The expected output is every entry, repeated exactly.
___ MATERIAL FOR THIS EXERCISE ___
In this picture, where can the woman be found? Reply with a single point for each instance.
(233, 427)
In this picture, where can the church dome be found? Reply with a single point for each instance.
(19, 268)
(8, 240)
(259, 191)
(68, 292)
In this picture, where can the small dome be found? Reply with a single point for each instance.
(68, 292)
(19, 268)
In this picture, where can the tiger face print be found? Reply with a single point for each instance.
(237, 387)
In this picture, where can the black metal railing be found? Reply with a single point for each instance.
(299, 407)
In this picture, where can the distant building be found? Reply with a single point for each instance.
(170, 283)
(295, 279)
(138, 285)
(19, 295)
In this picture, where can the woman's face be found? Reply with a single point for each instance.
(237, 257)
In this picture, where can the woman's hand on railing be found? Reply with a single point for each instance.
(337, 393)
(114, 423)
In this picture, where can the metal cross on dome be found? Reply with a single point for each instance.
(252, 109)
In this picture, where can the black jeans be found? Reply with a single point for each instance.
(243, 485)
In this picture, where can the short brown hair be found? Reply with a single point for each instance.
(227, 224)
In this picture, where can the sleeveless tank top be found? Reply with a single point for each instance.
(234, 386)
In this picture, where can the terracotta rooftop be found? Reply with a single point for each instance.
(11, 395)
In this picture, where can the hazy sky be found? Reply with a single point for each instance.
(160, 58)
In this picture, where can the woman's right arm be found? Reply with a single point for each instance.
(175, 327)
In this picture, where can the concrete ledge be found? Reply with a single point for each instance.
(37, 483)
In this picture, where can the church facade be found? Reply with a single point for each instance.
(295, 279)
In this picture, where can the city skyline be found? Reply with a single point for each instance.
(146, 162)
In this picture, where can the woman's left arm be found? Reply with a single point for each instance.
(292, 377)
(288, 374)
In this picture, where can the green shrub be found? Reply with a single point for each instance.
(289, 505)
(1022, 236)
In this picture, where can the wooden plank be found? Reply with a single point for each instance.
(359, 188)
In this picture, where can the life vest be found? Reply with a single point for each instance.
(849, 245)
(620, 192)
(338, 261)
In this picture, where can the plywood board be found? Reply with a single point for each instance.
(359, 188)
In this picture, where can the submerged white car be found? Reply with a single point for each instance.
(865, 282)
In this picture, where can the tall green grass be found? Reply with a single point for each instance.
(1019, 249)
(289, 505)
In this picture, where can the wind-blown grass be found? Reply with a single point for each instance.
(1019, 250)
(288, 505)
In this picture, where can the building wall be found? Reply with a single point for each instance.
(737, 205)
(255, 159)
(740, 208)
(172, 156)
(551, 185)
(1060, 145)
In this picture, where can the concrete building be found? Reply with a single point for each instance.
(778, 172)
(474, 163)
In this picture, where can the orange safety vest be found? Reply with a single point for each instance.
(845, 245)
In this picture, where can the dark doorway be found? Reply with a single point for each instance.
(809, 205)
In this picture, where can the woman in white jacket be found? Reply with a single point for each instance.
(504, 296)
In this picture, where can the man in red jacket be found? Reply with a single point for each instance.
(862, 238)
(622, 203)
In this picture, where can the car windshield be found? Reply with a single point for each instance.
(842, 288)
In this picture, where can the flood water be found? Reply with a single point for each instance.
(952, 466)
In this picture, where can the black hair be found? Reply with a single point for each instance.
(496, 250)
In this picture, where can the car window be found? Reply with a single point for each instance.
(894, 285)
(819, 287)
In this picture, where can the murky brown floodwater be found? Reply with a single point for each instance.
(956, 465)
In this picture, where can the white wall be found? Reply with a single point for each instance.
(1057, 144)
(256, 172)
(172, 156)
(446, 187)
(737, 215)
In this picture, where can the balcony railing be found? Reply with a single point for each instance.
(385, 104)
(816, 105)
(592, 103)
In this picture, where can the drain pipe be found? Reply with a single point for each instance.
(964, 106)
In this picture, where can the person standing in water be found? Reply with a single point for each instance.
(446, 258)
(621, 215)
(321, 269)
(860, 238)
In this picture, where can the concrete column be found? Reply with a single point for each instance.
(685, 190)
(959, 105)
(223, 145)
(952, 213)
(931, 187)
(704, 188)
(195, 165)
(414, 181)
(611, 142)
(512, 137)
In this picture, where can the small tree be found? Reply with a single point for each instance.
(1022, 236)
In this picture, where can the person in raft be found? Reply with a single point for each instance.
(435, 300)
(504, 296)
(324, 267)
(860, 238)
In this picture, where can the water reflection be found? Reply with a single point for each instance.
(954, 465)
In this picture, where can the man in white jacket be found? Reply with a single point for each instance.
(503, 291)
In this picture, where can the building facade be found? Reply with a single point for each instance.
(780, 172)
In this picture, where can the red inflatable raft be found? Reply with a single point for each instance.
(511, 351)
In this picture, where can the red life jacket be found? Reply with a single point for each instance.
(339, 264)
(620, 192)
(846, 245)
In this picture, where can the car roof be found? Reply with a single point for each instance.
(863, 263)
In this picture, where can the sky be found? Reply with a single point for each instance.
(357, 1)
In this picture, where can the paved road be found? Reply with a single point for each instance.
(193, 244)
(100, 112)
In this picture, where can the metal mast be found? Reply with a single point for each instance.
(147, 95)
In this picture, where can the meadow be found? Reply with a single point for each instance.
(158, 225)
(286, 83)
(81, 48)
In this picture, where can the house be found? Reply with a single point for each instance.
___
TASK RESPONSE
In this picture, where can the woman be found? Reply with a single point for each instance.
(233, 427)
In this picture, where can the church dome be found? Reply with a single point for each instance.
(19, 268)
(8, 240)
(259, 191)
(68, 292)
In this picture, where can the small dome be found? Reply with a single point for each instance.
(68, 292)
(19, 268)
In this picture, where can the tiger face print be found? Reply with a single point for each instance.
(237, 387)
In this picture, where can the black metal railing be found? Reply with a single point for each instance.
(299, 407)
In this picture, where can the distant building be found? Reply with a single point for each instance.
(170, 283)
(295, 279)
(138, 285)
(19, 295)
In this picture, where can the woman's face be found? Reply with a single point for each instance.
(237, 257)
In this picture, where can the woman's hand on railing be found? Reply with a single point for each instance.
(337, 393)
(114, 423)
In this picture, where can the metal cross on dome be found? Reply with a single point for each instance.
(252, 109)
In this picture, where can the black jeans be found? Reply with a single point for each instance.
(243, 485)
In this picture, where can the short brown hair be found? Reply with a single point for each instance.
(227, 224)
In this picture, where can the sleeveless tank top be found? Reply with a single point for each instance.
(234, 386)
In this picture, where can the terracotta rooftop be found? Reply with a single point for each instance.
(11, 395)
In this picture, where can the hazy sky be found? Reply with a single point for each instance.
(160, 58)
In this picture, where can the woman's right arm be found? Reply with a single point for each instance.
(175, 327)
In this picture, where can the concrete ledge be found? Reply with a single point for each instance.
(37, 483)
In this picture, where can the church facade be found? Reply with a single point for each instance.
(295, 279)
In this picture, where can the city skyline be found? Reply with a single point for each instance.
(146, 162)
In this picture, where can the woman's left arm be found? Reply with a single point for each instance.
(292, 377)
(288, 374)
In this picture, where can the green shrub be found? Reply with a single point for each instance.
(289, 505)
(1022, 236)
In this picture, where can the wooden plank be found? Reply with a single point for each instance.
(359, 188)
In this picture, where can the life vest be found? Reply with a single point for each instance.
(849, 245)
(620, 192)
(338, 261)
In this picture, where can the plywood board be found? Reply with a single point for each instance.
(359, 188)
In this picture, where can the submerged white car be found? Reply with a single point for each instance.
(865, 282)
In this picture, where can the tall green grass be found? Reply with a single point for each instance.
(1019, 249)
(289, 505)
In this picture, where can the wind-blown grass be found? Reply with a single point for each instance.
(1019, 250)
(288, 505)
In this picture, where can the building wall be found? Reply with a single point for each instance.
(737, 205)
(255, 159)
(740, 208)
(172, 156)
(551, 185)
(1060, 145)
In this picture, where can the concrete building be found? Reply with a single point for each instance.
(778, 172)
(474, 163)
In this picture, where can the orange safety vest be found? Reply with a single point for each instance.
(845, 245)
In this picture, where can the dark doorway be found? Reply with a single point for each instance.
(809, 205)
In this picture, where can the woman in white jacket be found? Reply with a single point for each instance.
(504, 296)
In this picture, where can the man in red jacket be found? Reply with a single point for each instance.
(862, 238)
(622, 203)
In this picture, where can the car windshield be found? Reply with a single point for each instance.
(842, 288)
In this picture, where can the flood water be found? Reply with a single point for each instance.
(952, 466)
In this picture, where can the black hair be found? Reply with a single point for each instance.
(496, 250)
In this picture, where can the car window be found? Reply with a single point for each instance.
(894, 285)
(819, 287)
In this picture, where can the murky brown floodwater be found? Reply with a single point for each instance.
(956, 465)
In this picture, where can the white wall be found? Reply with a single point for each instance.
(1057, 144)
(256, 172)
(172, 156)
(446, 187)
(737, 215)
In this picture, where can the balcony railing be found? Reply with a single point for each instance.
(385, 104)
(816, 105)
(592, 103)
In this picture, where can the drain pipe be found? Reply with a single point for each instance.
(964, 106)
In this picture, where can the person standing in water be found? Reply with a single point for each instance.
(446, 258)
(621, 215)
(321, 269)
(860, 238)
In this picture, where can the concrete column be found? Reply with a single point for each instance.
(685, 190)
(959, 105)
(223, 145)
(952, 213)
(931, 187)
(704, 188)
(195, 165)
(414, 181)
(611, 142)
(512, 137)
In this picture, where can the small tree be found? Reply with a single point for each instance.
(1022, 236)
In this picture, where can the person in raft be found? Reply with a single point for each instance.
(435, 300)
(504, 296)
(324, 267)
(860, 238)
In this picture, where can the water reflection be found? Reply with a single point for each instance.
(954, 465)
In this picture, where can the man in white jacket be found? Reply with a single point for each instance.
(503, 291)
In this picture, where can the building facade be found? Reply with a single point for each instance.
(780, 172)
In this picture, where can the red inflatable raft be found? Reply with a single point for each instance.
(511, 351)
In this picture, where can the red life jacket be found? Reply with a single point for each instance.
(339, 264)
(620, 192)
(846, 245)
In this picture, where can the car roof be found? Reply with a single point for each instance.
(863, 263)
In this picture, where can the sky be found? Reply with a single point for each instance.
(357, 1)
In this picture, where can the paved road be found? Reply with a single point for each instance.
(193, 244)
(100, 112)
In this picture, where can the metal mast be found? Reply with a single point for each instance.
(147, 95)
In this picture, where can the meadow be found? Reply with a single point for each instance.
(158, 225)
(286, 83)
(81, 48)
In this picture, where can the house be found? Reply with a single point for each instance.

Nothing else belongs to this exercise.